--- PASSAGE Enclosed Below ---

11 Dec 2020
New project in Peru aims to reduce the impact of coronavirus as mothers struggle to feed their infants and young children
Mothers in some of the poorest communities in Peru are at risk of being unable to adequately feed their babies with nutritious foods because of the impact of coronavirus.
Even before the pandemic, 40% of children under three had anaemia in the South American country and in the youngest children (6-12 months of age) almost 60% were anaemic.
One of the leading causes of anaemia is a lack of iron in the diet, which is likely to have worsened since the outbreak and anaemia prevention is a priority health target for Peru.
Now, a new project funded by UK Research and Innovation (UKRI) and led by Loughborough University, will examine how COVID-19 has affected the nutrition of mothers and infants in two specific communities – one peri-urban location in the capital city of Lima, and another in the highland city of Huánuco situated in the Andean mountains.
Working in partnership with the Instituto de Investigación Nutricional, (Nutrition Research Institute) (IIN) in Peru, the project will run until March 2022 and aims to help health and nutrition services to adapt their programmes according to the needs of families with young children resulting from the pandemic.
Principal investigator Dr Emily Rousham, of Loughborough's School of Sport, Exercise and Health Sciences (SSEHS), said: "There are concerns that household food insecurity is worsening because of the COVID-19 pandemic.
"And the practice of breastfeeding infants might be declining because of the lack of support for mothers.
"Also, iron supplements might not be accessible to children who need them to combat the high prevalence of anaemia.
"The conditions of lockdown and need for social distancing may also impact negatively on the wellbeing of mothers and their infants and deterioration in infant nutrition will lead to much poorer health outcomes for the next generation.
"Over the next 18 months, we will track the emerging nutritional challenges for households in low-income communities and identify potential solutions through our engagement with governments health services and stakeholders in other sectors.
"With these insights, we will co-create support systems for adapted delivery of health and nutrition services for mothers and infants.
"This might include remote or virtual methods for providing nutritional counselling to mothers, growth monitoring of infants, and the provision of iron supplementation for infants and young children using information and communication technologies or socially-distanced health services."

--- End of Enclosed PASSAGE ---
--- DATA EXTRACT Enclosed Below ---

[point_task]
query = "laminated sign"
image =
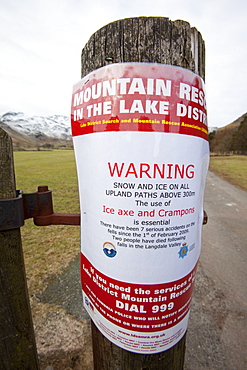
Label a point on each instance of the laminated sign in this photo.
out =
(141, 144)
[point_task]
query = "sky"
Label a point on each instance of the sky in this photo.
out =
(41, 43)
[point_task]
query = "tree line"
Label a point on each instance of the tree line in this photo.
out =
(232, 138)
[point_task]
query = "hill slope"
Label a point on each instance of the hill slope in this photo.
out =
(36, 130)
(232, 137)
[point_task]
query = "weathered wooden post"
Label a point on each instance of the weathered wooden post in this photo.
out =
(17, 341)
(148, 40)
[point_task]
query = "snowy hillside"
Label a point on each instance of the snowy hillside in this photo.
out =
(52, 126)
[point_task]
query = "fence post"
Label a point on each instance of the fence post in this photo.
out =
(17, 341)
(151, 40)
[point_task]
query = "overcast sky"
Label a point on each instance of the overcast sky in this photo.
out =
(41, 43)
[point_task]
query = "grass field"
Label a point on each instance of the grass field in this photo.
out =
(231, 168)
(49, 249)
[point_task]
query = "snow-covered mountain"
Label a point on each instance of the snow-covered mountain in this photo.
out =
(56, 126)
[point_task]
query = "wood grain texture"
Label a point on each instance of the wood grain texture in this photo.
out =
(17, 342)
(151, 40)
(145, 39)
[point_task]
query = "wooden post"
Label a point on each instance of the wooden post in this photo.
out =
(17, 341)
(151, 40)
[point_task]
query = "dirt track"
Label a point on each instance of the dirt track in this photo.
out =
(217, 328)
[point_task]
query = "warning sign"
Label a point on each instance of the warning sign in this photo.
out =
(140, 139)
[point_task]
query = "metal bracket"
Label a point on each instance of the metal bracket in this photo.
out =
(36, 205)
(11, 213)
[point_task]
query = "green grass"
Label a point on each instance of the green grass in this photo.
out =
(48, 249)
(232, 168)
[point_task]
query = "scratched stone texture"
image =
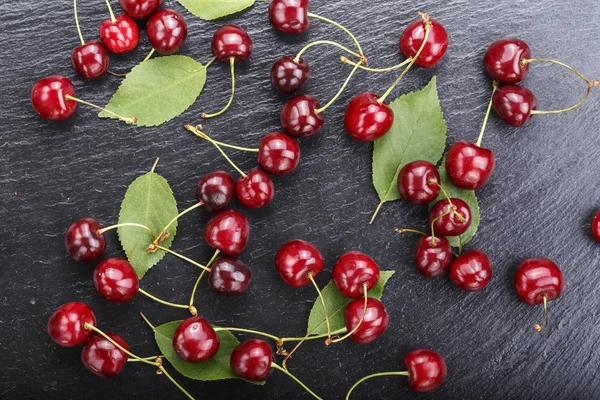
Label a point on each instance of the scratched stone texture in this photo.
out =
(538, 204)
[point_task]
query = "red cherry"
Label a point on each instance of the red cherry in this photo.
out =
(116, 280)
(48, 98)
(426, 368)
(469, 166)
(352, 271)
(471, 271)
(66, 325)
(502, 60)
(102, 357)
(296, 260)
(195, 340)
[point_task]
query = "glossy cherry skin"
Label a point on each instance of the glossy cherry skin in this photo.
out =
(373, 325)
(289, 75)
(450, 225)
(166, 31)
(48, 98)
(502, 60)
(139, 9)
(228, 232)
(537, 277)
(514, 104)
(289, 16)
(83, 242)
(278, 154)
(65, 326)
(252, 360)
(215, 190)
(256, 190)
(471, 271)
(469, 166)
(433, 257)
(229, 276)
(366, 120)
(195, 340)
(231, 41)
(116, 280)
(90, 60)
(426, 368)
(120, 36)
(435, 48)
(296, 260)
(352, 271)
(419, 182)
(102, 357)
(298, 116)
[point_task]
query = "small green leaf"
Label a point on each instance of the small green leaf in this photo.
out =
(158, 90)
(336, 304)
(214, 9)
(148, 201)
(216, 368)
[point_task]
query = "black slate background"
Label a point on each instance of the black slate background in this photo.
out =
(539, 203)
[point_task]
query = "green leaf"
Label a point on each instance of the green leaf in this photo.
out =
(148, 201)
(214, 9)
(214, 369)
(158, 90)
(336, 304)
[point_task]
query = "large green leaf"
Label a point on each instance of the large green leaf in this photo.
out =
(336, 304)
(214, 9)
(158, 90)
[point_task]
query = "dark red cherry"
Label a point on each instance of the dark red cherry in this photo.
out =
(231, 41)
(116, 280)
(102, 357)
(514, 104)
(278, 154)
(469, 166)
(215, 190)
(166, 30)
(502, 60)
(90, 60)
(195, 340)
(289, 75)
(352, 271)
(433, 257)
(450, 225)
(66, 325)
(120, 36)
(228, 232)
(298, 116)
(435, 48)
(289, 16)
(296, 260)
(48, 98)
(471, 271)
(366, 120)
(426, 368)
(83, 242)
(255, 190)
(419, 182)
(536, 278)
(372, 326)
(229, 276)
(252, 360)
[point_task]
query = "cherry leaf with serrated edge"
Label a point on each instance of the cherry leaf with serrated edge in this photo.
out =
(336, 304)
(158, 90)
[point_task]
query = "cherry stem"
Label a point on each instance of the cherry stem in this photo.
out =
(232, 68)
(398, 373)
(487, 114)
(285, 371)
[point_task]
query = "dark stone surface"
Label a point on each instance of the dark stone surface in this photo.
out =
(539, 203)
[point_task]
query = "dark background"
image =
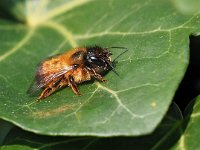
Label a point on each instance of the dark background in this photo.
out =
(190, 85)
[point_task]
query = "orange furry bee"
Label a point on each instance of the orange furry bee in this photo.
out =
(71, 68)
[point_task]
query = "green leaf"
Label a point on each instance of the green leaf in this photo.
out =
(162, 138)
(157, 37)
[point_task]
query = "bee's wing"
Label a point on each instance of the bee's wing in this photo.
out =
(46, 79)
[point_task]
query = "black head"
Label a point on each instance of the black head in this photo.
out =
(99, 59)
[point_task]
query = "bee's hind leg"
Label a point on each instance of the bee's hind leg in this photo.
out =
(73, 85)
(46, 92)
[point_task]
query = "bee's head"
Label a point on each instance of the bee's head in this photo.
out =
(99, 59)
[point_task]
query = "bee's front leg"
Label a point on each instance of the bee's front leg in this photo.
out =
(73, 85)
(98, 76)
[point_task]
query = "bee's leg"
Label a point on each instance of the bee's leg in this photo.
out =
(46, 92)
(50, 89)
(73, 85)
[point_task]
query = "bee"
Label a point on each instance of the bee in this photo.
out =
(71, 68)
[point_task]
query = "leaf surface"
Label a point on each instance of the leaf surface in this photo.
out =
(157, 37)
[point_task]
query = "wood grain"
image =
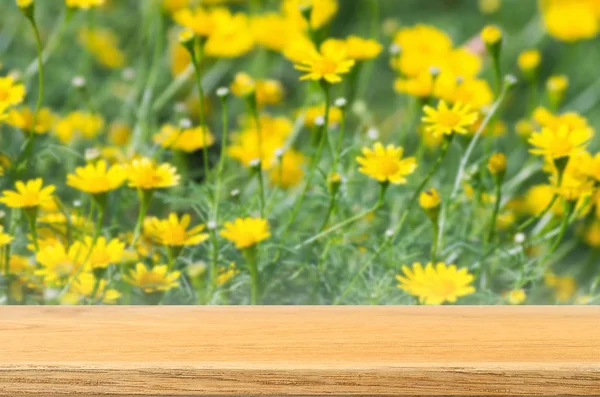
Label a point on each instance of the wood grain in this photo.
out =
(303, 351)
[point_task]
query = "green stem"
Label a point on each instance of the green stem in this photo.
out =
(144, 196)
(435, 241)
(540, 215)
(380, 201)
(311, 172)
(492, 231)
(196, 60)
(250, 255)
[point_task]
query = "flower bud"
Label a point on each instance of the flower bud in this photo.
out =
(497, 164)
(26, 7)
(529, 61)
(430, 200)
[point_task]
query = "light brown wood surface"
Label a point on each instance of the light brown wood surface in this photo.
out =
(194, 351)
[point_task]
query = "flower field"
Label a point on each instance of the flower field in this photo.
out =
(299, 152)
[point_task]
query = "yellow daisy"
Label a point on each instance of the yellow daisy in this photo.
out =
(156, 279)
(386, 164)
(174, 231)
(560, 142)
(435, 285)
(144, 174)
(246, 232)
(447, 120)
(326, 65)
(97, 178)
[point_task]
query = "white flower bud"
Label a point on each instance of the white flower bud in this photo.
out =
(185, 123)
(78, 81)
(222, 92)
(373, 133)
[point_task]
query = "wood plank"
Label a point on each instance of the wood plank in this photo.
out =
(195, 351)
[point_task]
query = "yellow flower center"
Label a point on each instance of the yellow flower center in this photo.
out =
(445, 288)
(4, 95)
(388, 166)
(326, 66)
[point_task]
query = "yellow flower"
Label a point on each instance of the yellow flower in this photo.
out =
(156, 279)
(187, 140)
(564, 286)
(429, 199)
(361, 49)
(268, 92)
(11, 94)
(289, 172)
(58, 262)
(174, 232)
(326, 65)
(497, 163)
(97, 178)
(488, 6)
(491, 34)
(591, 234)
(198, 20)
(144, 174)
(570, 20)
(23, 119)
(84, 4)
(435, 285)
(524, 128)
(420, 85)
(386, 164)
(84, 285)
(246, 232)
(103, 45)
(226, 273)
(78, 123)
(476, 92)
(447, 121)
(560, 142)
(102, 253)
(275, 31)
(4, 163)
(529, 60)
(4, 238)
(516, 296)
(230, 37)
(29, 194)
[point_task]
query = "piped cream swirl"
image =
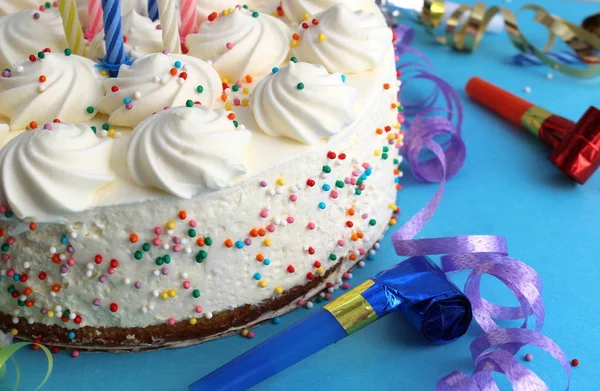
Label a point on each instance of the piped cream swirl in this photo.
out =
(45, 174)
(304, 102)
(344, 41)
(241, 43)
(187, 150)
(28, 32)
(55, 87)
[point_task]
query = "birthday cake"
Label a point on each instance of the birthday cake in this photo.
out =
(193, 195)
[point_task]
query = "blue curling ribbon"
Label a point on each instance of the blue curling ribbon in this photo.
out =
(416, 287)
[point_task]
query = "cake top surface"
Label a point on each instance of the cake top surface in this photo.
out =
(255, 90)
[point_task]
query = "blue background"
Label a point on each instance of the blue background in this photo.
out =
(507, 187)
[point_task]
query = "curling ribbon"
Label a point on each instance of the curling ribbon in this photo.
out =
(480, 253)
(584, 41)
(7, 352)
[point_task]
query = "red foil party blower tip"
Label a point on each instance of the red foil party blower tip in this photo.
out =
(576, 146)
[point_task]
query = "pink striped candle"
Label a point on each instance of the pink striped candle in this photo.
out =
(95, 15)
(189, 19)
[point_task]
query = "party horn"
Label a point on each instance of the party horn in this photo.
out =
(417, 288)
(576, 146)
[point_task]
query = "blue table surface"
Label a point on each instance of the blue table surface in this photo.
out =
(507, 187)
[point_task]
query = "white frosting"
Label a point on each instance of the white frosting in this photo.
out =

--- End of Enclosed DATA EXTRACT ---

= TASK ITEM A =
In the Peru nutrition article, until when will the project run?
= TASK ITEM B =
Copy the Peru nutrition article from "Now, a new project" up to and including "the COVID-19 pandemic.".

= SOLUTION A =
Until March 2022.

= SOLUTION B =
Now, a new project funded by UK Research and Innovation (UKRI) and led by Loughborough University, will examine how COVID-19 has affected the nutrition of mothers and infants in two specific communities – one peri-urban location in the capital city of Lima, and another in the highland city of Huánuco situated in the Andean mountains.
Working in partnership with the Instituto de Investigación Nutricional, (Nutrition Research Institute) (IIN) in Peru, the project will run until March 2022 and aims to help health and nutrition services to adapt their programmes according to the needs of families with young children resulting from the pandemic.
Principal investigator Dr Emily Rousham, of Loughborough's School of Sport, Exercise and Health Sciences (SSEHS), said: "There are concerns that household food insecurity is worsening because of the COVID-19 pandemic.